> _TRY IT_: Only one stretch of the data is wanted: the line containing "Where can you spot the patterned", the line containing "Where can you spot the ponytail?", and every line between them, copied exactly.

> _PROVIDED ENTRIES_:
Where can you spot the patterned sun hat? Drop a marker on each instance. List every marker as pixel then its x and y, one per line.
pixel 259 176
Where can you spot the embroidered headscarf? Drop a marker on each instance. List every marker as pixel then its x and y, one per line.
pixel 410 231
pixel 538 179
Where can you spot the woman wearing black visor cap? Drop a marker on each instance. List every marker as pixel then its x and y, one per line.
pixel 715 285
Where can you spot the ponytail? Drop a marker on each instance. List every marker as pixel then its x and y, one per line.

==

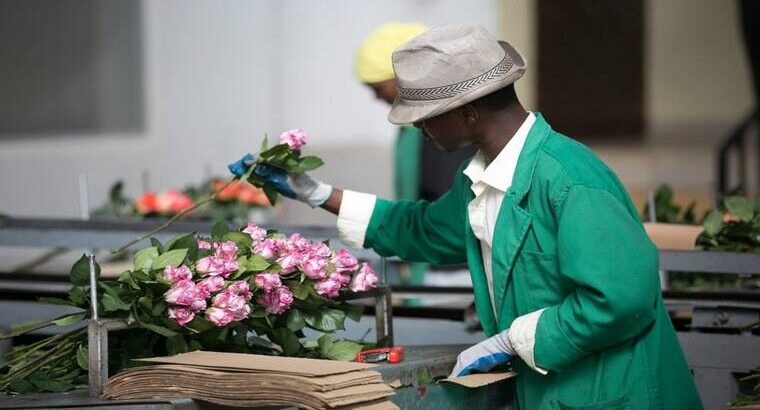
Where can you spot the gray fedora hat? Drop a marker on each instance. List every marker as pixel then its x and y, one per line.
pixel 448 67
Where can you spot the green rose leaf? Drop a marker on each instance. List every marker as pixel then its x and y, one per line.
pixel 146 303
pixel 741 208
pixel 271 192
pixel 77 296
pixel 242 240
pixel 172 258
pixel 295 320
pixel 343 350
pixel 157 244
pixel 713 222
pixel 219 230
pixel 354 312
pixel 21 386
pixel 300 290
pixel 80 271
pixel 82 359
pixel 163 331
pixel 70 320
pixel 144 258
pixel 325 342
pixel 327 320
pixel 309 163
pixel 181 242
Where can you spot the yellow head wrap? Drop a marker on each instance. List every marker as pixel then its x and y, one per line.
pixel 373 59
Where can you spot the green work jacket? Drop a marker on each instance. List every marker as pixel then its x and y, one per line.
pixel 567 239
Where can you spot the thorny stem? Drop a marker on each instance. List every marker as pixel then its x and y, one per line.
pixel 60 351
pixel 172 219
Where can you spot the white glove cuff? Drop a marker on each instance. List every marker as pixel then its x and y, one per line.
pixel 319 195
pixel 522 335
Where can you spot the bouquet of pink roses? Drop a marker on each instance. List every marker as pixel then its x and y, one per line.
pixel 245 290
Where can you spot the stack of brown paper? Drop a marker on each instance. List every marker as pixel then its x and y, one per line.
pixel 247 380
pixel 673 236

> _WRITTEN RESPONSE_:
Where can you spot the patterned sun hat? Drop a marker on each instance. List every marker as pixel then its x and y, one per line.
pixel 259 176
Where can you spot the embroidered headscarf? Drop a marker on each instance. List every marker as pixel then its x and y, one per line.
pixel 410 231
pixel 538 179
Where can you spot the woman wearing black visor cap? Drop a marker on each instance. List every marker as pixel then its x and y, one per line.
pixel 715 285
Where can you spot the ponytail? Drop a marker on each instance. List every marker as pixel then its x and y, one per line.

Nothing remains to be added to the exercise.